(Source records)
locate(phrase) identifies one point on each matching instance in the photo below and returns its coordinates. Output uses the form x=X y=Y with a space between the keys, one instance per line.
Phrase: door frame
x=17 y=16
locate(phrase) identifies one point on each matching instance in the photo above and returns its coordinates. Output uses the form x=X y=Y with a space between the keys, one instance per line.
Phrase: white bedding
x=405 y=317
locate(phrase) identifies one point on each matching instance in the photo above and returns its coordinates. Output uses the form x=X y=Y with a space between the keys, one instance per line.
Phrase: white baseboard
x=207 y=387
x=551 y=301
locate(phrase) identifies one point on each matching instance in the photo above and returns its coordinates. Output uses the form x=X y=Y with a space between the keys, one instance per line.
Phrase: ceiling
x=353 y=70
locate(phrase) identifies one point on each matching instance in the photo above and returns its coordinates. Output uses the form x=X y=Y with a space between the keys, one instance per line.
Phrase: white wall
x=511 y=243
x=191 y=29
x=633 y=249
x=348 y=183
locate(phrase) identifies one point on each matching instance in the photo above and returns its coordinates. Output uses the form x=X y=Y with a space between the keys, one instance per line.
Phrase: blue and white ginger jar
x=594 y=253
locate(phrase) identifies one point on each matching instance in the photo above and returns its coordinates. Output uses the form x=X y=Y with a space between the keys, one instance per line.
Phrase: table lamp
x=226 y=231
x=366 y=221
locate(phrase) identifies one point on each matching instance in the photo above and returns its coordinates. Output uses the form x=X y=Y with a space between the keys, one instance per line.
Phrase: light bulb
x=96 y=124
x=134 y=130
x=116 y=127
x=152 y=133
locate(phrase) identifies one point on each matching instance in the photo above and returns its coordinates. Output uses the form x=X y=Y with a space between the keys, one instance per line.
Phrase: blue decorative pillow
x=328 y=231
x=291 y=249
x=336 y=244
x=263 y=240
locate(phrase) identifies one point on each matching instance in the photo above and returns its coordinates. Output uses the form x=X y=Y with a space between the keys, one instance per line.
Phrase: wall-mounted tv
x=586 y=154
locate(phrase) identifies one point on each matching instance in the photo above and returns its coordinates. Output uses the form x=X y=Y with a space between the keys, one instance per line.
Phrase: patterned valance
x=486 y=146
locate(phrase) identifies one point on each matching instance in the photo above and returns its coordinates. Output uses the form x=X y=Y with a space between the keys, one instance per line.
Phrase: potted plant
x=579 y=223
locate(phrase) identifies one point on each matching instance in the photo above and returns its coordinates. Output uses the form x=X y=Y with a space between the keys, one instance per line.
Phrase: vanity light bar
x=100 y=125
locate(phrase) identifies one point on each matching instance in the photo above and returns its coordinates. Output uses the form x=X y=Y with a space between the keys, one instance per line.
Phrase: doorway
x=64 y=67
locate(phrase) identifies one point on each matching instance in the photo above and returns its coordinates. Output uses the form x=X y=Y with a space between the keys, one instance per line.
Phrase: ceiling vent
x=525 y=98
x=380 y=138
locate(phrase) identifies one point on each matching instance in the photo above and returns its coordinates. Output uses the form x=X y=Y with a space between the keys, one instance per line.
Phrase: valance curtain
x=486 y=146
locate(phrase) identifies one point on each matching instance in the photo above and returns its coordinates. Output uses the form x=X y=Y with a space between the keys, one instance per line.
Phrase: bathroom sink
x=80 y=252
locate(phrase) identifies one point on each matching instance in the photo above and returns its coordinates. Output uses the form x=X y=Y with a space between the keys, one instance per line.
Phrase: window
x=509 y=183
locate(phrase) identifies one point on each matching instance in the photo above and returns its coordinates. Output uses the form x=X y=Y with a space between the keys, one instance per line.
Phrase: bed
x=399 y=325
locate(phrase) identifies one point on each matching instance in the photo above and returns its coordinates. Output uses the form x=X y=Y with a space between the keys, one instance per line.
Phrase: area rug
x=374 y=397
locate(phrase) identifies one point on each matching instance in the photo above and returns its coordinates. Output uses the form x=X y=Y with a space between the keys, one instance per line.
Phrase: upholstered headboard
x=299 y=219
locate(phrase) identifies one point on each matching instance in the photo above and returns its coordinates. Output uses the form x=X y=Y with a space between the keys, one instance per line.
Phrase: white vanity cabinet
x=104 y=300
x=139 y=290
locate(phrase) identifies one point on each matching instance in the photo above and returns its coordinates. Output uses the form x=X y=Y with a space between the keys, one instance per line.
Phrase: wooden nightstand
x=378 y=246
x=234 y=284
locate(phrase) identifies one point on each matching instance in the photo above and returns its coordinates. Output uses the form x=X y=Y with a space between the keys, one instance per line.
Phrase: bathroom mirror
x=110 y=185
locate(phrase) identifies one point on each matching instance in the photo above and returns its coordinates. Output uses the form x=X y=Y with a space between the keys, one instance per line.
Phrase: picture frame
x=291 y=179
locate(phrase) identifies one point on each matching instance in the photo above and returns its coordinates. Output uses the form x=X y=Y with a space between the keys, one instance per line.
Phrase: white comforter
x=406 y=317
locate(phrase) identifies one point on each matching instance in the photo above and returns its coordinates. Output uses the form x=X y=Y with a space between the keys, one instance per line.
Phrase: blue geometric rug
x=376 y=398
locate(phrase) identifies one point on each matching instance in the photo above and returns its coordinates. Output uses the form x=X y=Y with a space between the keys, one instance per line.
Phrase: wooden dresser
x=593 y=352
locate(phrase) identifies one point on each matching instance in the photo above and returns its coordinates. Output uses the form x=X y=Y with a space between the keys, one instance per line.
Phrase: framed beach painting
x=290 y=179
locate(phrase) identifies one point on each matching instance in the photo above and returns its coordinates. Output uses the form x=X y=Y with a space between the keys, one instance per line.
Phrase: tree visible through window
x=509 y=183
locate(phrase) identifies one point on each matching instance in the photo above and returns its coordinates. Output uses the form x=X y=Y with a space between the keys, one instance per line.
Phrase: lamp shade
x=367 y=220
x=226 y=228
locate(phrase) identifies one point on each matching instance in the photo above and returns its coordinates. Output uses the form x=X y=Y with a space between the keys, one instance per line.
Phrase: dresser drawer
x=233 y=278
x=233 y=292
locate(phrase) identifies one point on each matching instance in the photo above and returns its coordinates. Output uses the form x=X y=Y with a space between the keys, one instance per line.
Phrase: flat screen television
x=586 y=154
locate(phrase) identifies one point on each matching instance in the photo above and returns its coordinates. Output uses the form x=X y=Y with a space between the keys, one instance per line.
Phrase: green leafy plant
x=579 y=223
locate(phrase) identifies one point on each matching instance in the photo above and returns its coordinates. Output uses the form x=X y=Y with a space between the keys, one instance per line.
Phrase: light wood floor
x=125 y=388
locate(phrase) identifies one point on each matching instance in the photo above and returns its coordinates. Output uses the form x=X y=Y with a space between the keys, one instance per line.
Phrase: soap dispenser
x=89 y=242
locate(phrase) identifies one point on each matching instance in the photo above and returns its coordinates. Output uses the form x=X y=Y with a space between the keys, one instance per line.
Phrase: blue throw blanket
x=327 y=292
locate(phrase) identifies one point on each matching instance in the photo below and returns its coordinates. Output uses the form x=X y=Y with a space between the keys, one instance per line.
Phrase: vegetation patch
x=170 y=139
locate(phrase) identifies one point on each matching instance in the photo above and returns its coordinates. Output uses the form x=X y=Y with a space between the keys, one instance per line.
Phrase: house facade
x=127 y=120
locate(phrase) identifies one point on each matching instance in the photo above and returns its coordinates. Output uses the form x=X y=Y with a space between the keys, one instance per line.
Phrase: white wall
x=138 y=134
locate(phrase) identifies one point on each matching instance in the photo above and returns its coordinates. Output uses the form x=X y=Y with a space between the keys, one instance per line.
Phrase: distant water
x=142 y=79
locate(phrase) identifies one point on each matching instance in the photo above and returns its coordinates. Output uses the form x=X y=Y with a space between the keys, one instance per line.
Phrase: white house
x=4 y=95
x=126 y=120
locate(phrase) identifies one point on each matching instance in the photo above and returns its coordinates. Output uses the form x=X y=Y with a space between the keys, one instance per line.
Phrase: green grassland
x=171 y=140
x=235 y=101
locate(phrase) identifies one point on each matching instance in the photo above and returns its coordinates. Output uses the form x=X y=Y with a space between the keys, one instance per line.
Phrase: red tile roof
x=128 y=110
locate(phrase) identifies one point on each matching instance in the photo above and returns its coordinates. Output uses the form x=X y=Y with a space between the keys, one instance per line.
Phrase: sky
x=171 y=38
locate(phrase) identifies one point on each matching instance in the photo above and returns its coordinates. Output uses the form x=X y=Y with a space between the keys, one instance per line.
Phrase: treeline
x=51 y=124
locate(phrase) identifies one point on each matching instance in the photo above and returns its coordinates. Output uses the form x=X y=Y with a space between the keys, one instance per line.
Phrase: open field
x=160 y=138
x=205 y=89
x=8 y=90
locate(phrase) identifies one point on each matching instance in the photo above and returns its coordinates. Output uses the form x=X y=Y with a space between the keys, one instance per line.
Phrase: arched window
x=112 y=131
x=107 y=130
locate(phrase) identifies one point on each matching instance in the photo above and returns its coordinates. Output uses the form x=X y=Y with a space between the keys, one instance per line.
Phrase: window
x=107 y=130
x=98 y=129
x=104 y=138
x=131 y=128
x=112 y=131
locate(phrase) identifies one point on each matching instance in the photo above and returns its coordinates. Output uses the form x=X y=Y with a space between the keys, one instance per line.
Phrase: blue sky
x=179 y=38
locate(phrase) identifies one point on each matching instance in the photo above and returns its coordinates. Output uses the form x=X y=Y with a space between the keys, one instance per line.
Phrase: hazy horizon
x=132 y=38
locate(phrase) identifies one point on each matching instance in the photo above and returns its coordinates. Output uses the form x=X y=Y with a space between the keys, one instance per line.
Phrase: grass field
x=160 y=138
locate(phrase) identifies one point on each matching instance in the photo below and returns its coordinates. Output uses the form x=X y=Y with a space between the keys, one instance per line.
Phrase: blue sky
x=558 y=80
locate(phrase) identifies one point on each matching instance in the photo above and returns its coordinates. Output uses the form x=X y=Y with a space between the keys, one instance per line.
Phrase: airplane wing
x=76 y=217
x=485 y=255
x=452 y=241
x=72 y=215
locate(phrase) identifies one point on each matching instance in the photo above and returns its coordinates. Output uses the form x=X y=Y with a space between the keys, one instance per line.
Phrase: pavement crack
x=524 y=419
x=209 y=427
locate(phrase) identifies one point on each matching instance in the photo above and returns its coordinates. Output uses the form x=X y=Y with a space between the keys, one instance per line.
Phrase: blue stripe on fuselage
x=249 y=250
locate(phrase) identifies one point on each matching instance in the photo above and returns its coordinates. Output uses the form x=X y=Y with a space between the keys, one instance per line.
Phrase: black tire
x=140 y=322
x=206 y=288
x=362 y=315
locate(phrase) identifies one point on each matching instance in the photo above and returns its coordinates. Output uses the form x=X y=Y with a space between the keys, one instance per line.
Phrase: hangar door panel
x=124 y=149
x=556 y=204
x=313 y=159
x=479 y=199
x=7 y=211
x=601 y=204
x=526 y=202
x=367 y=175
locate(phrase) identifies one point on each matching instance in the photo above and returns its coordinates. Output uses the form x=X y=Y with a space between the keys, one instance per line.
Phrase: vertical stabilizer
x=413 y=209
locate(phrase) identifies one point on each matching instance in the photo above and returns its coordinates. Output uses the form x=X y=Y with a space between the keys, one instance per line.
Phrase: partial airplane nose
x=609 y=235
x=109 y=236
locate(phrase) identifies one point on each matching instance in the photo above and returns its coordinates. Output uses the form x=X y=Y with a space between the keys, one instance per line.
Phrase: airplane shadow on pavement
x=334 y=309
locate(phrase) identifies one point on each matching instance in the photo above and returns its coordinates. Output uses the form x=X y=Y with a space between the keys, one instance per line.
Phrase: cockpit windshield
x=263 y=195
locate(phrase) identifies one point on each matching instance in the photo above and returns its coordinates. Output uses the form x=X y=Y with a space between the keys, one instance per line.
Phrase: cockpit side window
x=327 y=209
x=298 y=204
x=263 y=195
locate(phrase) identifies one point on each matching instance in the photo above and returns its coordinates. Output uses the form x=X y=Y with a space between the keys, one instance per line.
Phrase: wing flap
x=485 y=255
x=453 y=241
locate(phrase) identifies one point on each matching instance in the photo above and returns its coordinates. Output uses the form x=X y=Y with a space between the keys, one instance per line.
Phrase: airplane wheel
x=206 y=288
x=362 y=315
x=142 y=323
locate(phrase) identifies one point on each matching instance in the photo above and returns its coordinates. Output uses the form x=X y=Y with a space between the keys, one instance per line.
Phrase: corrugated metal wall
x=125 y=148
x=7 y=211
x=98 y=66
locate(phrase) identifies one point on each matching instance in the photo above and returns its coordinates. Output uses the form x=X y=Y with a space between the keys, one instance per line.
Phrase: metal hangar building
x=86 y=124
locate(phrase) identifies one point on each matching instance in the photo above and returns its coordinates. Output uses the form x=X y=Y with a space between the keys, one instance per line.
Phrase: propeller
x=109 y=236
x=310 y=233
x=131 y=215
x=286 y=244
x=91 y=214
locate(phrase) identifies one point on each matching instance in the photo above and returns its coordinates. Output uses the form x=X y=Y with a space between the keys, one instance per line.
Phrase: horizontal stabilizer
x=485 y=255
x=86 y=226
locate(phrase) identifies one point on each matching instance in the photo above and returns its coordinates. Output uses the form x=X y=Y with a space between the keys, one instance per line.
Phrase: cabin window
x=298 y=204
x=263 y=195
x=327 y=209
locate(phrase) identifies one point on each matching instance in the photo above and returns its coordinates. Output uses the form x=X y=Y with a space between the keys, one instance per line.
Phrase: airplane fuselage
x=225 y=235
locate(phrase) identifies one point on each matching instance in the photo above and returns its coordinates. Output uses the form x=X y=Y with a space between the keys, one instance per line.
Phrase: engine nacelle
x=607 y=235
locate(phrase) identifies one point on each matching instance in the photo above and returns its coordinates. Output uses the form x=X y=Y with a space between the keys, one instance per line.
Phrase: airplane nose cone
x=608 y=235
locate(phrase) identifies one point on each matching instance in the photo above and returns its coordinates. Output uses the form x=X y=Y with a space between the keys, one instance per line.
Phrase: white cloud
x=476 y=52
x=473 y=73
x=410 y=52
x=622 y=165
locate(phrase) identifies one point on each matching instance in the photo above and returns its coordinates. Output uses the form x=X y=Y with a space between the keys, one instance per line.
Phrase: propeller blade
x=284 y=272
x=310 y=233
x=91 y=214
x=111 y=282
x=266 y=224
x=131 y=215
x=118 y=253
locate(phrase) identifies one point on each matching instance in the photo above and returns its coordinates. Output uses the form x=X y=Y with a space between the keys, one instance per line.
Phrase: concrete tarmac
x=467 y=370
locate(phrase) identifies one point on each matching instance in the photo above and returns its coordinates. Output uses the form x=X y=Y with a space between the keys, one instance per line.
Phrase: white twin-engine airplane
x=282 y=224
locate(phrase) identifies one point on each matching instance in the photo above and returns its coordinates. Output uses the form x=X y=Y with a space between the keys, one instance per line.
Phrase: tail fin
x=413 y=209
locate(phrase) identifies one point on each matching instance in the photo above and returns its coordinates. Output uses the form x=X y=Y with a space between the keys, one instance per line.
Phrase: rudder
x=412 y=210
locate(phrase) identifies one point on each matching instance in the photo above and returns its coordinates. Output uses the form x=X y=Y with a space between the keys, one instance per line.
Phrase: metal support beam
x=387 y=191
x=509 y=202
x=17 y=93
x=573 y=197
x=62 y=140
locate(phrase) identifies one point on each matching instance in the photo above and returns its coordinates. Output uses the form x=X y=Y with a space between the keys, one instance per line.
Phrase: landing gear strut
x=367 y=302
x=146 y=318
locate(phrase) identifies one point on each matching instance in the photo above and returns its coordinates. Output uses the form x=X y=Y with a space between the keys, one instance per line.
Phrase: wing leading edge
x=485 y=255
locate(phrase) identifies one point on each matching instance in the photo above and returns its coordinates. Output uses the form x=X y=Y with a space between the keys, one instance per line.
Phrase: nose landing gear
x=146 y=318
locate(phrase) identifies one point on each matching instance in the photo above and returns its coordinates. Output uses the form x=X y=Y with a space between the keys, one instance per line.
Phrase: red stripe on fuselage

- _Work task_: Return exactly the lines from the line bearing "Phrase: rudder" to the end of the records, inclusive of both; include no other lines.

- _Task output_:
Phrase: rudder
x=412 y=210
locate(phrase) identifies one point on each matching instance in the photo above and returns its coordinates. Output uses the form x=X y=Y with a space between the keys, one instance per line.
Phrase: metal support beam
x=387 y=191
x=509 y=202
x=17 y=93
x=573 y=197
x=62 y=140
locate(phrase) identifies one point on each matching instance in the photo above and returns its coordinates. Output uses the form x=X y=Y with a space between the keys, one instance per line.
Phrase: landing gear strut
x=367 y=302
x=146 y=318
locate(phrase) identifies one point on each matching instance in the photo above and returns its coordinates. Output uses the form x=X y=Y with a space between the keys, one instance per line.
Phrase: wing leading edge
x=485 y=255
locate(phrase) identifies one point on each matching instance in the photo above and returns its coordinates. Output uses the form x=X y=Y with a space between the keys, one instance per line.
Phrase: nose landing gear
x=146 y=318
locate(phrase) identifies one point on each matching instance in the photo above and returns its coordinates. Output uses the form x=X y=Y with a space between the keys, one instance per line.
Phrase: red stripe on fuselage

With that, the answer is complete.